• **Page text**:
——————————

🤖 AI Summary
This work identifies a novel software supply chain threat wherein large language model–driven coding agents can be induced to introduce malicious dependencies through tampering with persisted skill files. The paper proposes “Dependency Steering,” an attack paradigm that performs semantic edits at the skill level to steer agents toward generating import statements for specific malicious packages during routine tasks—without altering model weights, training data, or user prompts. By leveraging skill optimization algorithms to identify minimal, function-preserving modifications that increase the likelihood of target package generation, the method achieves high rates of targeted hallucination across multiple mainstream code-generation models and benchmarks. It demonstrates strong cross-model and cross-task transferability and evades detection by current skill scanners and LLM auditing tools.

——————————

• **Tasks to complete**:
1. According to the Dependency Steering summary, which three things does the attack leave unaltered?
2. Pick up the Dependency Steering summary after its final sentence and continue it.
These rows have no connection to the Dependency Steering summary.

• **Image-grounded pointing data**:

——————————

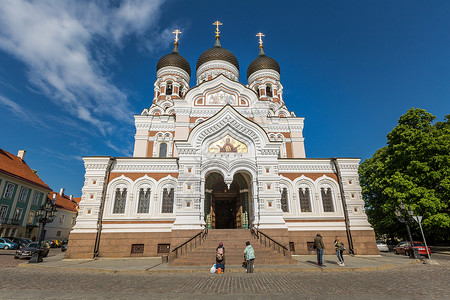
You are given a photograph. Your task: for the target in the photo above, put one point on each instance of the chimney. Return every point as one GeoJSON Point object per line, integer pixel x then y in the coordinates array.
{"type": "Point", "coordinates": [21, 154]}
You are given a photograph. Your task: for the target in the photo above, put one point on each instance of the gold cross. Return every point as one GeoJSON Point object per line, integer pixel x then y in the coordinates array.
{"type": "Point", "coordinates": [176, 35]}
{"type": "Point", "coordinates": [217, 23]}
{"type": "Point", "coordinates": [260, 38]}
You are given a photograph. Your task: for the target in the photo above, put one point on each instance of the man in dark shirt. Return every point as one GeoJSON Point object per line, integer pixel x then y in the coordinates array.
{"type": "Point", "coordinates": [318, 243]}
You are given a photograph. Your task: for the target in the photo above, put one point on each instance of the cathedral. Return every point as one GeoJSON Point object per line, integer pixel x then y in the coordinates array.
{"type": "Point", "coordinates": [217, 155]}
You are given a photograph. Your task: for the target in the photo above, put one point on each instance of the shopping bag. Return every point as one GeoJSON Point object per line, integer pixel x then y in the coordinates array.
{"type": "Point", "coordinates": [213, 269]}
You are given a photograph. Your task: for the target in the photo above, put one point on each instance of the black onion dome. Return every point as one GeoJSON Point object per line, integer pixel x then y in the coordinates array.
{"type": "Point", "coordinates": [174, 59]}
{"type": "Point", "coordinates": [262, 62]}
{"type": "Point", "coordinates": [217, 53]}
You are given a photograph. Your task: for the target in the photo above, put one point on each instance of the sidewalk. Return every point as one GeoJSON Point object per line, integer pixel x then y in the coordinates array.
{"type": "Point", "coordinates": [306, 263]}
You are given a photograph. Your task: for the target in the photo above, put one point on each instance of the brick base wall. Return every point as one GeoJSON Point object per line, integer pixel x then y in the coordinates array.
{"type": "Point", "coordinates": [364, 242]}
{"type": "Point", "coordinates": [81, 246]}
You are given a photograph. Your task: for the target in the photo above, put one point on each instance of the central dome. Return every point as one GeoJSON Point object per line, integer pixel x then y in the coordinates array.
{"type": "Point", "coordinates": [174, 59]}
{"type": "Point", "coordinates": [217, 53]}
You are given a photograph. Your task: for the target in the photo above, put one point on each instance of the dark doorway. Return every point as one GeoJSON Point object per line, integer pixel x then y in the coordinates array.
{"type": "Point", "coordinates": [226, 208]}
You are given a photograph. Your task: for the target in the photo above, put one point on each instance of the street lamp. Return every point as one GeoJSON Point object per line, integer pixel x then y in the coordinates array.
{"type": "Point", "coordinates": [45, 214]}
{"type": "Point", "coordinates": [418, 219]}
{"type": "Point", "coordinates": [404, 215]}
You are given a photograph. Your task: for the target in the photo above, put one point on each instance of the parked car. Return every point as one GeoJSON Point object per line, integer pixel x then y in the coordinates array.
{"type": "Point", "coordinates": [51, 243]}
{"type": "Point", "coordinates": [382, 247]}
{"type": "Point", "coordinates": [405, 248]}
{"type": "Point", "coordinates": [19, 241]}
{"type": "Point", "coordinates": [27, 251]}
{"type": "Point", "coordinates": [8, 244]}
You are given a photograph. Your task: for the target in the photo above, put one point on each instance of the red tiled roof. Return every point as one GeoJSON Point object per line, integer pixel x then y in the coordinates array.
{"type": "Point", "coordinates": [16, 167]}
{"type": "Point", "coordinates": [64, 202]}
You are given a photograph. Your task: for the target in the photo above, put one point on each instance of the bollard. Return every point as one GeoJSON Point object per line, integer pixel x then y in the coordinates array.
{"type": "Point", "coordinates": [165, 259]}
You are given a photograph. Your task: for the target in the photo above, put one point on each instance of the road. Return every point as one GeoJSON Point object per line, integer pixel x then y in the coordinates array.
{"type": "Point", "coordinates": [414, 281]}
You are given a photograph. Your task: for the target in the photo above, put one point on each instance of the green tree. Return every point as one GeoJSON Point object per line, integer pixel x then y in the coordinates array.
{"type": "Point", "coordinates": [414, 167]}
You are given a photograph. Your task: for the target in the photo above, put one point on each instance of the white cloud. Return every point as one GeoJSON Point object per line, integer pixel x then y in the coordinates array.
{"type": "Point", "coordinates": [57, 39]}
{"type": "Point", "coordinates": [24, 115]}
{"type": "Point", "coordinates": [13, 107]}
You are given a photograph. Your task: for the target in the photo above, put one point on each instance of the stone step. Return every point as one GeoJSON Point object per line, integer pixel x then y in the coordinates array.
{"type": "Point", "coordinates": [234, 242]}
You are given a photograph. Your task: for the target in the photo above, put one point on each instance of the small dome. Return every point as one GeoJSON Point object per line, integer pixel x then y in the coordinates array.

——————————

• **Outputs by task**:
1. Model weights, training data, and user prompts.

2.
📝 Abstract
LLM-powered coding agents increasingly make software supply chain decisions. They generate imports, recommend packages, and write installation commands. Prior work showed that these systems can hallucinate non-existent package names, which attackers may register as malicious packages. In this paper, we show that this risk is not only a passive model failure. It can be actively induced through the persistent Skill artifact. We introduce Dependency Steering, an attack paradigm in which a malicious Skill biases a coding agent toward an attacker-controlled package during benign coding tasks. The attack does not require modifying model weights, training data, or user prompts. To construct realistic attacks, we design a Skill-level optimization method that searches for localized semantic edits that preserve the apparent purpose of the original Skill while increasing targeted package generation. Across multiple coding-oriented LLMs and programming benchmarks, Dependency Steering achieves high targeted hallucination rates, transfers across models and task domains, and remains difficult for evaluated Skill scanners and LLM-based auditors to detect. Our results show that persistent agent instructions form an underexplored software supply chain attack surface.